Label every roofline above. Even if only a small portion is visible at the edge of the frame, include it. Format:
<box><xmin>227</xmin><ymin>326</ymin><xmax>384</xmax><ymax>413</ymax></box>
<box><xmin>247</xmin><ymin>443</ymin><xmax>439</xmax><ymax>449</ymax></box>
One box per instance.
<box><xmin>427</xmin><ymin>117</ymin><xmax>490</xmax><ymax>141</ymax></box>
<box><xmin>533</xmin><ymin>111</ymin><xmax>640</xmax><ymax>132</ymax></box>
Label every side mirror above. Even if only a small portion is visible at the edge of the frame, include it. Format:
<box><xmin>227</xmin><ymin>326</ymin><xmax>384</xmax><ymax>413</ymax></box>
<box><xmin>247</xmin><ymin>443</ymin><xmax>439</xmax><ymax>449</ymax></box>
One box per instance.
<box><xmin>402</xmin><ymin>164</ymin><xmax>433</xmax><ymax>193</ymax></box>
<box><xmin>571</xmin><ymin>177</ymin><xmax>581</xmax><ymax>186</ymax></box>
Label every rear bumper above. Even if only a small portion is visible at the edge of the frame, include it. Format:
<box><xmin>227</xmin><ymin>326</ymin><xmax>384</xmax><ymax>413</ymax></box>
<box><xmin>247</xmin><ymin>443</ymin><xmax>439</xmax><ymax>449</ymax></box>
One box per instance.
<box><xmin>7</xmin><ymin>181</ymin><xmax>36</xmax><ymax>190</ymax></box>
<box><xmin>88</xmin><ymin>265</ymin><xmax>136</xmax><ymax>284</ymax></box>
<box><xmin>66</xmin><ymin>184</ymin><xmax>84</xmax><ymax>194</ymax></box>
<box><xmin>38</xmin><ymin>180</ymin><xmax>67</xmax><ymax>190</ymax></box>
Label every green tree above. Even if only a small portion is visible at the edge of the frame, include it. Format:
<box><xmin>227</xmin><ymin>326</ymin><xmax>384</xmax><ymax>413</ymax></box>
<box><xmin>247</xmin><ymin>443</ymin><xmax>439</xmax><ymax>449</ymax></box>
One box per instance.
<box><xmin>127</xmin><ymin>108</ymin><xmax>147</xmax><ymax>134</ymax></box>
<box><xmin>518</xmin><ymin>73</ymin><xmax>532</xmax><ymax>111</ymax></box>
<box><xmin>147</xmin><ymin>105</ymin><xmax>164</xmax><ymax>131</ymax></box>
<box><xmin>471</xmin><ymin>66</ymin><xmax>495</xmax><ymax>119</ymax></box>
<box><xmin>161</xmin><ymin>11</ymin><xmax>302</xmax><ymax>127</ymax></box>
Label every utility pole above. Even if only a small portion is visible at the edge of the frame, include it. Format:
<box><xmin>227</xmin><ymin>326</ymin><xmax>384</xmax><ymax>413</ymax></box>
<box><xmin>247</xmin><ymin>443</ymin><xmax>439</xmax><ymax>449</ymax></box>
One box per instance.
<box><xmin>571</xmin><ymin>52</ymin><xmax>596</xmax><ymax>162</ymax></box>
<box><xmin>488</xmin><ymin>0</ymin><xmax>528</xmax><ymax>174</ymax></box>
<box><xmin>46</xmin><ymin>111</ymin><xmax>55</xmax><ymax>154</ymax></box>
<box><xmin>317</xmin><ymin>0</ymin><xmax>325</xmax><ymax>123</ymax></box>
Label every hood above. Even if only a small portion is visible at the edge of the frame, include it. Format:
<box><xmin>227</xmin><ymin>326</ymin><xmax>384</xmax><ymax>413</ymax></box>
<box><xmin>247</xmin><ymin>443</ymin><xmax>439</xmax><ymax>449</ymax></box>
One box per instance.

= = = = =

[Task description]:
What you give back must match the material word for word.

[Finished exercise]:
Label every roofline above. Even if only a small portion is visible at the edge of the frame, include it. Format:
<box><xmin>227</xmin><ymin>326</ymin><xmax>384</xmax><ymax>413</ymax></box>
<box><xmin>247</xmin><ymin>443</ymin><xmax>439</xmax><ymax>449</ymax></box>
One box per instance.
<box><xmin>427</xmin><ymin>117</ymin><xmax>490</xmax><ymax>141</ymax></box>
<box><xmin>533</xmin><ymin>111</ymin><xmax>640</xmax><ymax>132</ymax></box>
Label every side mirror above. Even if only a small portion is visible at the edge of the frame, include it. Format:
<box><xmin>227</xmin><ymin>326</ymin><xmax>384</xmax><ymax>413</ymax></box>
<box><xmin>247</xmin><ymin>443</ymin><xmax>439</xmax><ymax>449</ymax></box>
One box per instance.
<box><xmin>402</xmin><ymin>164</ymin><xmax>433</xmax><ymax>193</ymax></box>
<box><xmin>571</xmin><ymin>177</ymin><xmax>581</xmax><ymax>186</ymax></box>
Label every rear bumper above. Even if only a small portion is visible at the edge of the frame, include it. Format:
<box><xmin>227</xmin><ymin>326</ymin><xmax>384</xmax><ymax>413</ymax></box>
<box><xmin>247</xmin><ymin>443</ymin><xmax>439</xmax><ymax>449</ymax></box>
One box per instance.
<box><xmin>7</xmin><ymin>181</ymin><xmax>36</xmax><ymax>190</ymax></box>
<box><xmin>88</xmin><ymin>265</ymin><xmax>136</xmax><ymax>284</ymax></box>
<box><xmin>66</xmin><ymin>184</ymin><xmax>84</xmax><ymax>194</ymax></box>
<box><xmin>38</xmin><ymin>180</ymin><xmax>67</xmax><ymax>190</ymax></box>
Label every green tree above. Even if only a small portion is visible at the edge of the frame, include it. Format:
<box><xmin>227</xmin><ymin>326</ymin><xmax>384</xmax><ymax>413</ymax></box>
<box><xmin>247</xmin><ymin>443</ymin><xmax>439</xmax><ymax>449</ymax></box>
One box per instance.
<box><xmin>127</xmin><ymin>108</ymin><xmax>147</xmax><ymax>134</ymax></box>
<box><xmin>518</xmin><ymin>73</ymin><xmax>532</xmax><ymax>111</ymax></box>
<box><xmin>147</xmin><ymin>105</ymin><xmax>164</xmax><ymax>131</ymax></box>
<box><xmin>471</xmin><ymin>66</ymin><xmax>495</xmax><ymax>119</ymax></box>
<box><xmin>161</xmin><ymin>11</ymin><xmax>302</xmax><ymax>127</ymax></box>
Label every utility pole above. Even if only a small portion is visible at the edge of the frame, include it. Format:
<box><xmin>227</xmin><ymin>326</ymin><xmax>384</xmax><ymax>413</ymax></box>
<box><xmin>247</xmin><ymin>443</ymin><xmax>439</xmax><ymax>449</ymax></box>
One box per instance.
<box><xmin>571</xmin><ymin>52</ymin><xmax>596</xmax><ymax>162</ymax></box>
<box><xmin>488</xmin><ymin>0</ymin><xmax>528</xmax><ymax>174</ymax></box>
<box><xmin>46</xmin><ymin>111</ymin><xmax>55</xmax><ymax>154</ymax></box>
<box><xmin>317</xmin><ymin>0</ymin><xmax>325</xmax><ymax>123</ymax></box>
Label every hood above. Even if only a small portion is visible at the edge of the frame, include it. Format:
<box><xmin>227</xmin><ymin>326</ymin><xmax>384</xmax><ymax>413</ymax></box>
<box><xmin>247</xmin><ymin>443</ymin><xmax>439</xmax><ymax>449</ymax></box>
One box per instance.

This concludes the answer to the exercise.